What the task requires -> Count every line of these entries that holds the word "crystal", and reply with the number only.

Given entries ->
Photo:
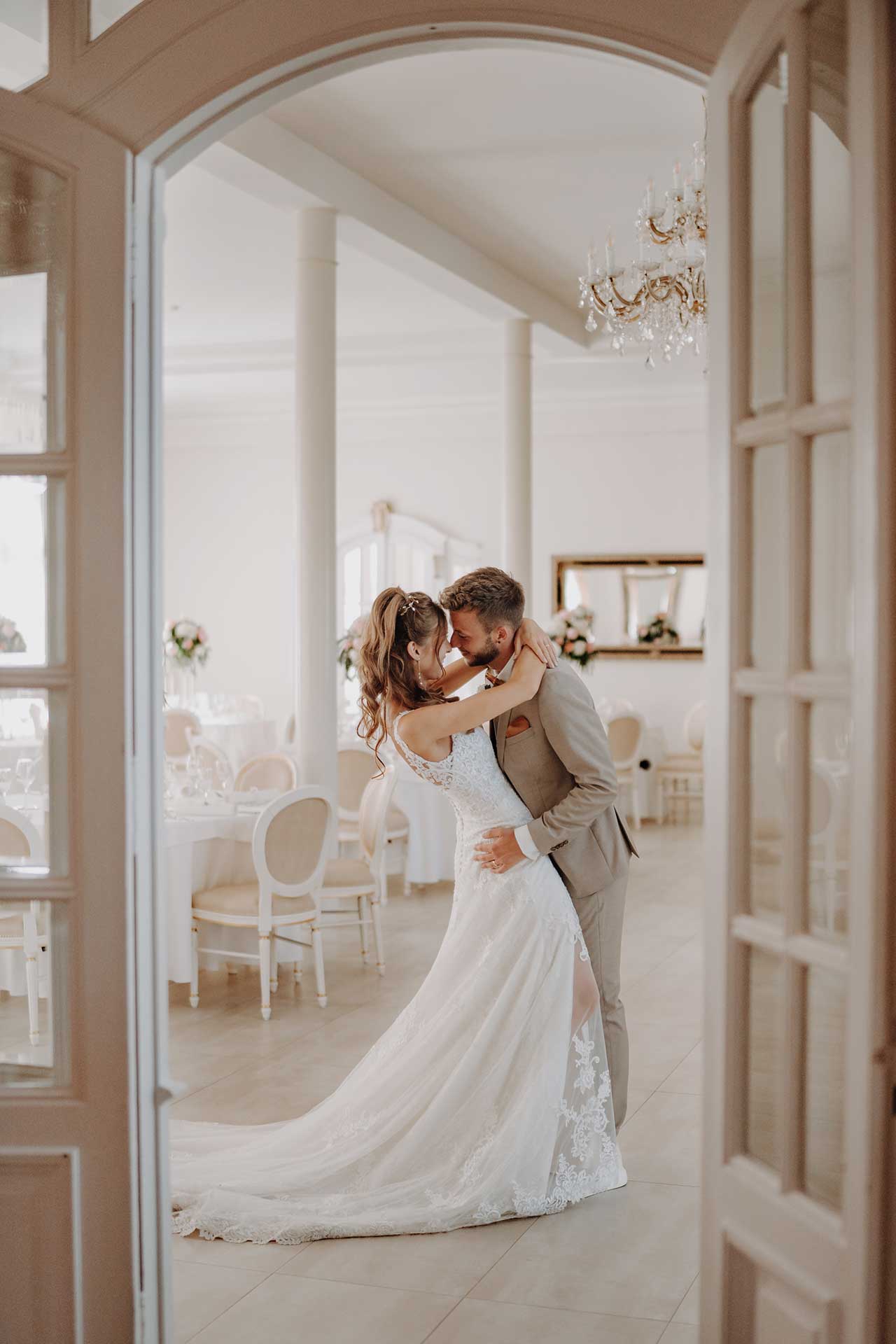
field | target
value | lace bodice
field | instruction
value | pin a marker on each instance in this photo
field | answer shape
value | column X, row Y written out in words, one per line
column 470, row 778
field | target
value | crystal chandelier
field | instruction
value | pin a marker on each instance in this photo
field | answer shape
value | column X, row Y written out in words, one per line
column 662, row 298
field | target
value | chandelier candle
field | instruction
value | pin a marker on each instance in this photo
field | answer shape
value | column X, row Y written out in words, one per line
column 668, row 308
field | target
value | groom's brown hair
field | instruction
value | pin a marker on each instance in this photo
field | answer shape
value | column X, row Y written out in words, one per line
column 495, row 596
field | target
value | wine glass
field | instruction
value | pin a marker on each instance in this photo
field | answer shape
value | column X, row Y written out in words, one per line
column 194, row 774
column 26, row 771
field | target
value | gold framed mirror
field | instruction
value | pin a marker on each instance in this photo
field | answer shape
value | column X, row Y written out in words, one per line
column 640, row 605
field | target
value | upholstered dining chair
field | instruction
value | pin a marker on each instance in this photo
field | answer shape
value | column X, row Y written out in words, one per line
column 290, row 843
column 354, row 889
column 625, row 732
column 272, row 771
column 20, row 923
column 680, row 776
column 211, row 757
column 356, row 768
column 178, row 724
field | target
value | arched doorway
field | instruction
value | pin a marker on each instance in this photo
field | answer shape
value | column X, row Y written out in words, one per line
column 146, row 96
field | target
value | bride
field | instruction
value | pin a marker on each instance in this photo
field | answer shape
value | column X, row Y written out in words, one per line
column 489, row 1096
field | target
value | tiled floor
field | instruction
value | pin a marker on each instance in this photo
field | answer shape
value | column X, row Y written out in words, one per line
column 617, row 1269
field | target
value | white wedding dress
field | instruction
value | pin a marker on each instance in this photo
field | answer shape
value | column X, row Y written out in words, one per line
column 477, row 1105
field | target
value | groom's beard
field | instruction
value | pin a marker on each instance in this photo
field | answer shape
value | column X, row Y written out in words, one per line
column 484, row 656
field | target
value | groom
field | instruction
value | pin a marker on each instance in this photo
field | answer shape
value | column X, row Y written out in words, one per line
column 556, row 756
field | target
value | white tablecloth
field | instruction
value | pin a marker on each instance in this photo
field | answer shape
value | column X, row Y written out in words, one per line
column 241, row 738
column 431, row 836
column 204, row 853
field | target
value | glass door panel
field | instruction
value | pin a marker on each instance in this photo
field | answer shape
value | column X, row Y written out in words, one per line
column 825, row 1085
column 830, row 730
column 830, row 172
column 764, row 1054
column 767, row 235
column 767, row 765
column 830, row 554
column 769, row 561
column 34, row 987
column 33, row 305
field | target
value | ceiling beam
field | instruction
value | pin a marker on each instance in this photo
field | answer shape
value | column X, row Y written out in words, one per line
column 272, row 163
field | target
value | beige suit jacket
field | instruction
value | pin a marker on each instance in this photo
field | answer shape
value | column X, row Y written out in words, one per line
column 562, row 769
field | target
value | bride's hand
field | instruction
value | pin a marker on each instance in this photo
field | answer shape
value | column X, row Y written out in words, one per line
column 527, row 673
column 531, row 636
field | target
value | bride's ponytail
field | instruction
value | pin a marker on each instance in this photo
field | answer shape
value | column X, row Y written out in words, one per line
column 388, row 673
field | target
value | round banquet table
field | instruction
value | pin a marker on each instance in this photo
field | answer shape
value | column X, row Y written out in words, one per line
column 239, row 737
column 204, row 851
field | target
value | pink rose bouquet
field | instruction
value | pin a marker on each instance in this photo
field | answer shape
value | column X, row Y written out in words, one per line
column 573, row 635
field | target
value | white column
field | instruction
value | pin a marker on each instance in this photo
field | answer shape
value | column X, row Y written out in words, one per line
column 316, row 711
column 517, row 451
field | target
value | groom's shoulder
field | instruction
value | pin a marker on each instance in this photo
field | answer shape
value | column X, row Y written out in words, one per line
column 564, row 683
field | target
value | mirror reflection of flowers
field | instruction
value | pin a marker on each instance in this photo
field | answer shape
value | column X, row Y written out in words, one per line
column 11, row 640
column 349, row 647
column 571, row 631
column 187, row 644
column 657, row 631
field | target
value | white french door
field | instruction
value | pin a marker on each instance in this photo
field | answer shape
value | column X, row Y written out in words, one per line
column 67, row 1247
column 798, row 830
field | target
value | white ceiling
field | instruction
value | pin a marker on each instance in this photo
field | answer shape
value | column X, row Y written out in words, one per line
column 523, row 153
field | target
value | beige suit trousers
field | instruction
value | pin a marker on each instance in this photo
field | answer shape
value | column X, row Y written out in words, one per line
column 601, row 918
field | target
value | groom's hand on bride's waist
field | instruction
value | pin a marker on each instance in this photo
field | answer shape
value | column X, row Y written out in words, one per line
column 498, row 850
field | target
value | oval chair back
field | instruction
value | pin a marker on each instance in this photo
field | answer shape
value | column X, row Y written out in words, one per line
column 696, row 726
column 178, row 724
column 19, row 838
column 372, row 816
column 211, row 757
column 273, row 771
column 625, row 733
column 356, row 768
column 290, row 846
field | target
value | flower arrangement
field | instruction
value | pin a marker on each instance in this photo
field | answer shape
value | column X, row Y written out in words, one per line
column 657, row 631
column 349, row 647
column 11, row 638
column 571, row 632
column 187, row 644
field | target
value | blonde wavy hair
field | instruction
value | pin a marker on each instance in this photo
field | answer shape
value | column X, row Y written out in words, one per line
column 388, row 673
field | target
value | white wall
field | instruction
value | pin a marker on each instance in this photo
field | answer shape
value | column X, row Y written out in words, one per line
column 620, row 465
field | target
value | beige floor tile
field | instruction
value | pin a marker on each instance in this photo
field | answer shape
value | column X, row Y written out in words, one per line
column 671, row 995
column 678, row 1334
column 663, row 1142
column 445, row 1262
column 656, row 1050
column 265, row 1260
column 316, row 1310
column 688, row 1075
column 631, row 1252
column 203, row 1292
column 505, row 1323
column 636, row 1101
column 690, row 1310
column 242, row 1098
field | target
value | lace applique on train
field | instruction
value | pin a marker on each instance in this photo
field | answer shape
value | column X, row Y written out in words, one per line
column 473, row 1107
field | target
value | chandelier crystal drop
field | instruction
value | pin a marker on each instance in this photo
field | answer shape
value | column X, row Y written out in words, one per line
column 660, row 299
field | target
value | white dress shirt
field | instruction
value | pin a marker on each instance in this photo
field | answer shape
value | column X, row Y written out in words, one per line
column 523, row 838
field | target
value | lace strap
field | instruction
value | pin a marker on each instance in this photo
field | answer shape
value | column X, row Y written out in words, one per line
column 428, row 771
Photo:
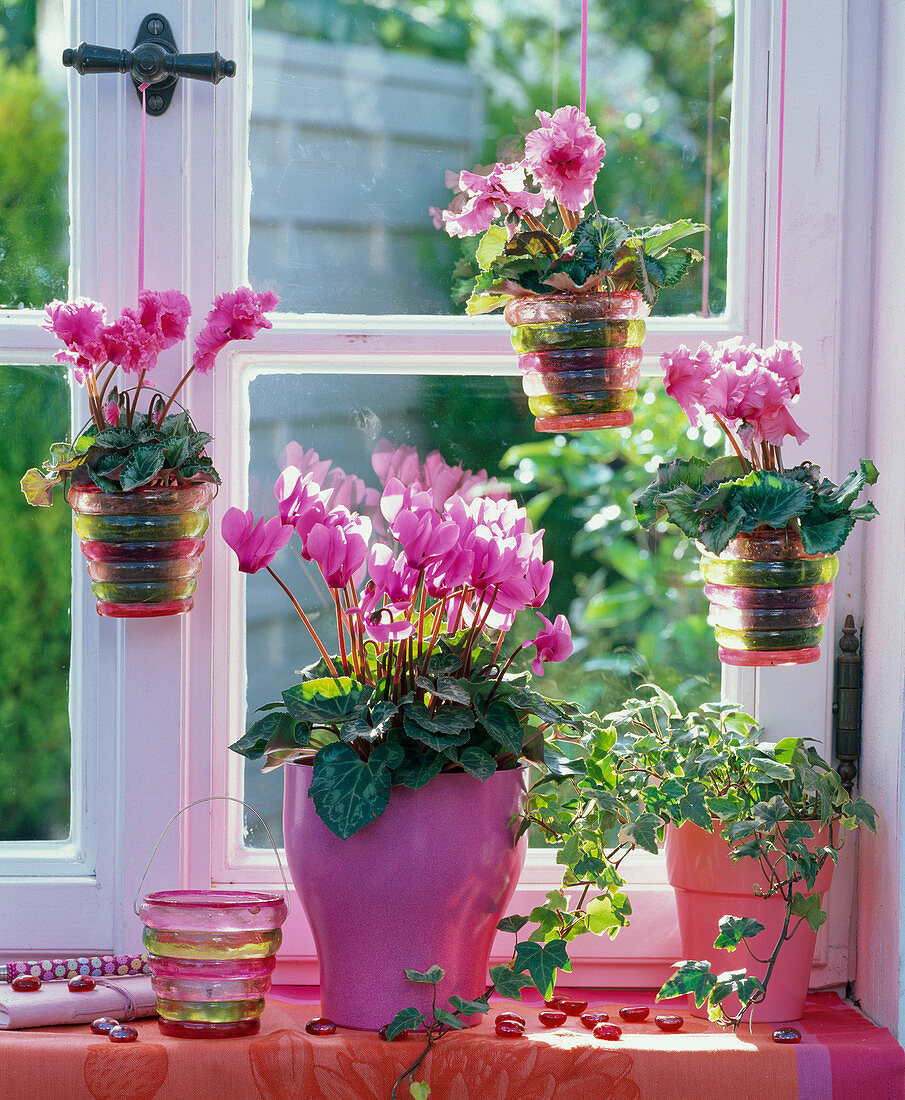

Result -> 2